§ Goal of the exercise: Repeat the listing below in full, exactly as it stands.
## begin Listed entries
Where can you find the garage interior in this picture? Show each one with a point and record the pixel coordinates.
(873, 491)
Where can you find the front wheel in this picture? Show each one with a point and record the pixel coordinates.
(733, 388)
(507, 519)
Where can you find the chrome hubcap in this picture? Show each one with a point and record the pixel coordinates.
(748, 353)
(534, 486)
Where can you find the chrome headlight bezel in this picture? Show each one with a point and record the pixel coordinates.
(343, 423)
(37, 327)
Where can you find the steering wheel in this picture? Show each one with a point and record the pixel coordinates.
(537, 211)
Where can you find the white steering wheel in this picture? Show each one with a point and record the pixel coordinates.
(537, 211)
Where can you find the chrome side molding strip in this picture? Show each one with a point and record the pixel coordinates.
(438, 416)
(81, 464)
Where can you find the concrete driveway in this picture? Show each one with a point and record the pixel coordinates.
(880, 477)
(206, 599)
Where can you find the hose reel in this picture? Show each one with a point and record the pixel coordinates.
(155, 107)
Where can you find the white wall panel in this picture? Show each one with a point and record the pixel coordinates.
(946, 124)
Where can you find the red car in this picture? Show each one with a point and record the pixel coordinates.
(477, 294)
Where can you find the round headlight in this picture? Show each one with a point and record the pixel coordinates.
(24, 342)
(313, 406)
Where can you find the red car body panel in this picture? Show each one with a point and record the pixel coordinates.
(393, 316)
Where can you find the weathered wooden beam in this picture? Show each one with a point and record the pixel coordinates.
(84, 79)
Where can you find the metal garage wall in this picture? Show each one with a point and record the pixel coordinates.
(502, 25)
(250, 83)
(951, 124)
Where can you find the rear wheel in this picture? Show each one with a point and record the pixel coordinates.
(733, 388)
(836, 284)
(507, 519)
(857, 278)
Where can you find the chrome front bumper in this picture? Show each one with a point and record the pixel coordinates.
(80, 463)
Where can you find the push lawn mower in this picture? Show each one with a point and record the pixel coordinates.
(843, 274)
## end Listed entries
§ Response:
Where can you find the garage interior in this picture? Show each one with a point and record the pixel coordinates.
(873, 491)
Where can you find the front wheel in this picture? Show each one with a point and record the pixel coordinates.
(733, 388)
(507, 519)
Where can you find the chrome hubcap in this picture? Show each one with a point and record the pixel coordinates.
(748, 353)
(534, 486)
Where can you find the chrome headlight bezel in this picture? Show each one with a point and record the pixel coordinates.
(343, 423)
(37, 327)
Where can you find the steering wheel in this picture? Show each one with a point and record the pixel coordinates.
(537, 211)
Where can you find the white steering wheel in this picture? Show each one with a point and record the pixel coordinates.
(537, 211)
Where can you find the chrome side molding strip in this picture? Show each one with a point and record the pixel coordinates.
(438, 416)
(81, 464)
Where can you find the concrete driveway in this picture? Show each one with a point and record the pixel coordinates.
(880, 477)
(206, 599)
Where can you find the hose reel in this picture? Show each one with a point and record the pixel coordinates.
(155, 107)
Where can you find the white wall panel in this picture? Show each one with a point and record the pixel coordinates.
(946, 124)
Where can you find the red car in this picture? Show each one with a point and record the pixel coordinates.
(477, 294)
Where can you find the round headlight in this picture? Show each one with a point and record the pixel coordinates.
(24, 342)
(313, 406)
Where can you find the red car body panel in this picture? Show each one with a point and record the pixel coordinates.
(393, 316)
Where can you find the weathered wooden beam in this picture? Show each one with a point and record the pixel coordinates.
(84, 79)
Where can you find the metal garage wall in this picture? Show each one with a point and record the pixel coordinates.
(502, 25)
(250, 83)
(951, 124)
Where can you find the rear wheel in this picture? Show each one with a point and record the pixel coordinates.
(733, 388)
(836, 284)
(507, 519)
(857, 278)
Where can you find the chrome front bumper in this picture? Show each one with a point and record the pixel coordinates.
(80, 463)
Where can you find the push lawn mower in this picture? Show each one with a point and record the pixel coordinates.
(843, 274)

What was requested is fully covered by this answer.